-- DOCUMENT SEGMENT follows --
All the small things.

Since 2020, I feel like every year we all collectively look at each other hopefully on January 1st and say, "Well, it's got to be better than last year, right?"

So how's 2025 so far?


I was going to write a whole diatribe with many bullet points about the things that are frustrating me (and they are legion), my take on current events, a treatise of my political positions, point out the inconsistencies and hypocrisy and hysteria all around and in general all the things that are threatening to kick-start another stress-driven shingles outbreak.  And then I remembered my Stoics.

I'm not a Stoic by nature.  I am prone to anxiety and anger.  I get really stressed out about current events, from Biden's ghostwritten presidency to Trump's bullying foreign policy to preventable disease outbreaks to Doge uprooting the government to the perpetual hysteria over literally any statement or policy that comes from the current president.  I am greatly frustrated by things outside my control, and often disappointed in people.  But I aspire to Stoicism. There is a lot of comfort and empowerment to be found in a philosophy that emphasizes controlling what you can, doing good simply because it is right to do so, and letting go of what was never in your hands to begin with.  

Here are some quotes that have comforted and inspired me lately.  Some are from officially labeled Stoics, and others are less official but no less applicable.
-- DOCUMENT SEGMENT concluded --
-- DATASET RECORDS follows --
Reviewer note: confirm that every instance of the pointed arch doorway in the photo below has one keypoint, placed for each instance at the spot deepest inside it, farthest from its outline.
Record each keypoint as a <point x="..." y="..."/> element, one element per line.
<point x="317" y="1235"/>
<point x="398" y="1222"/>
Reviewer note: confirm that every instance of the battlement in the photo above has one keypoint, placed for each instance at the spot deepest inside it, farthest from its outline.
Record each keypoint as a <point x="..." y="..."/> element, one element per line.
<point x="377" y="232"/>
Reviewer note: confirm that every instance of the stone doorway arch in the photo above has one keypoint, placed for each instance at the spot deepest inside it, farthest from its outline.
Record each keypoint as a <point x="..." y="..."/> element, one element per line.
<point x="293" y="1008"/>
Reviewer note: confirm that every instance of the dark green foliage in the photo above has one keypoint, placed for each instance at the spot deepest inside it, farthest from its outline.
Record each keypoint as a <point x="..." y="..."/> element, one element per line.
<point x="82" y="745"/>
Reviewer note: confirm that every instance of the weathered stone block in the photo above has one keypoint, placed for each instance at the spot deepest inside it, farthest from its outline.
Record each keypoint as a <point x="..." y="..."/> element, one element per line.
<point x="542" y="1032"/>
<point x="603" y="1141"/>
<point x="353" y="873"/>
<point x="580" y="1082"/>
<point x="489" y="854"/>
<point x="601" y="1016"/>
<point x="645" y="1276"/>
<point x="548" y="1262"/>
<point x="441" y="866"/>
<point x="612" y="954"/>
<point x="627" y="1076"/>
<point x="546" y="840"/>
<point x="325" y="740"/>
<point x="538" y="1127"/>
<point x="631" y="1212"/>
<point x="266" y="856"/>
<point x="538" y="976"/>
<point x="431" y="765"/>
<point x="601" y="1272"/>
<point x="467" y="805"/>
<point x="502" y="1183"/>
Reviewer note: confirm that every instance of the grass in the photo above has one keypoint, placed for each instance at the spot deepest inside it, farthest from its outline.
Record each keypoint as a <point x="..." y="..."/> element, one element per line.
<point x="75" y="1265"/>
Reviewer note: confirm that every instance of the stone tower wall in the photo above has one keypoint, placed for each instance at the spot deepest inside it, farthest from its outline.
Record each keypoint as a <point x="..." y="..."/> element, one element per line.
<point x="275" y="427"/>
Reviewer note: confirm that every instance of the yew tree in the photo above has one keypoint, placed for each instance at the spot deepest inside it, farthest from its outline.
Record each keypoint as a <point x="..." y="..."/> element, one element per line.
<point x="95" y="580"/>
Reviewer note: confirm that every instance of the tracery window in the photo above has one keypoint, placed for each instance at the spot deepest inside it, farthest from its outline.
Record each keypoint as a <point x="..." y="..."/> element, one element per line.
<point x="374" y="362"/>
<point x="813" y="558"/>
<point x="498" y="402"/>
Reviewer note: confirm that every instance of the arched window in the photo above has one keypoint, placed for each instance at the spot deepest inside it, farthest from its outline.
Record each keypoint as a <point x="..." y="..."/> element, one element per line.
-- DATASET RECORDS concluded --
- [STUDY QUESTIONS]
- A) Reproduce the Stoicism blog post word for word, everything from "Since 2020, I" down to "2025 so far?".
- B) Write the next part of the Stoicism blog post, picking up right after its last sentence.

- [ANSWERS BY ITEM NUMBER]
- A)
Since 2020, I feel like every year we all collectively look at each other hopefully on January 1st and say, "Well, it's got to be better than last year, right?"

So how's 2025 so far?

- B)
  • "We are often more frightened than hurt; and we suffer more in imagination than in reality." --Seneca
  • "It's not what happens to you, but how you react to it that matters." --Epictetus
  • "Never let the future disturb you.  You will meet it, if you have to, with the same weapons of reason which today arm you against the present."  --Marcus Aurelius
  • "Give yourself a gift: the present moment." --Marcus Aurelius
  • "All we have to decide is what to do with the time that is given us." --Gandalf, The Return of the King
  • "Be patient in afflictions, for thou shalt have many; but endure them, for, lo, I am with thee, even unto the end of thy days."  --Doctrine and Covenants 24:8
  • "Life gets easier when you stop fighting it.  The rain will fall whether you complain or not.  Traffic will resist whether you stress or not.  People will act how they want whether you worry or not.  Focus on what you can change. Let go of what you can't."  --Anonymous Facebook
  • "Waste no time arguing about what a good man should be.  Be one." --Marcus Aurelius
The world is in upheaval right now. It's scary.  It's uncomfortable.  Sometimes it's even harmful.  But there will be good things that come out of it, too.   If we can question our own reactions and understanding, if we can stick to facts instead of emotions or opinions, if we can see each other as people and not caricatures of Good and Bad, if we can just remember to keep breathing and to do good because it is the right thing to do, we are going to make it through this.  Shaken, perhaps even bruised, but intact.  We're all here now because every generation before us has weathered their own political and social chaos, wars and plagues and famines and bigotry, and every generation has objectively had it better than the one before it in so many ways.  The same holds true for us even if it doesn't feel like it right now.  It will hold true for our children.

So take a breath.




At least there aren't murder hornets.  That's something.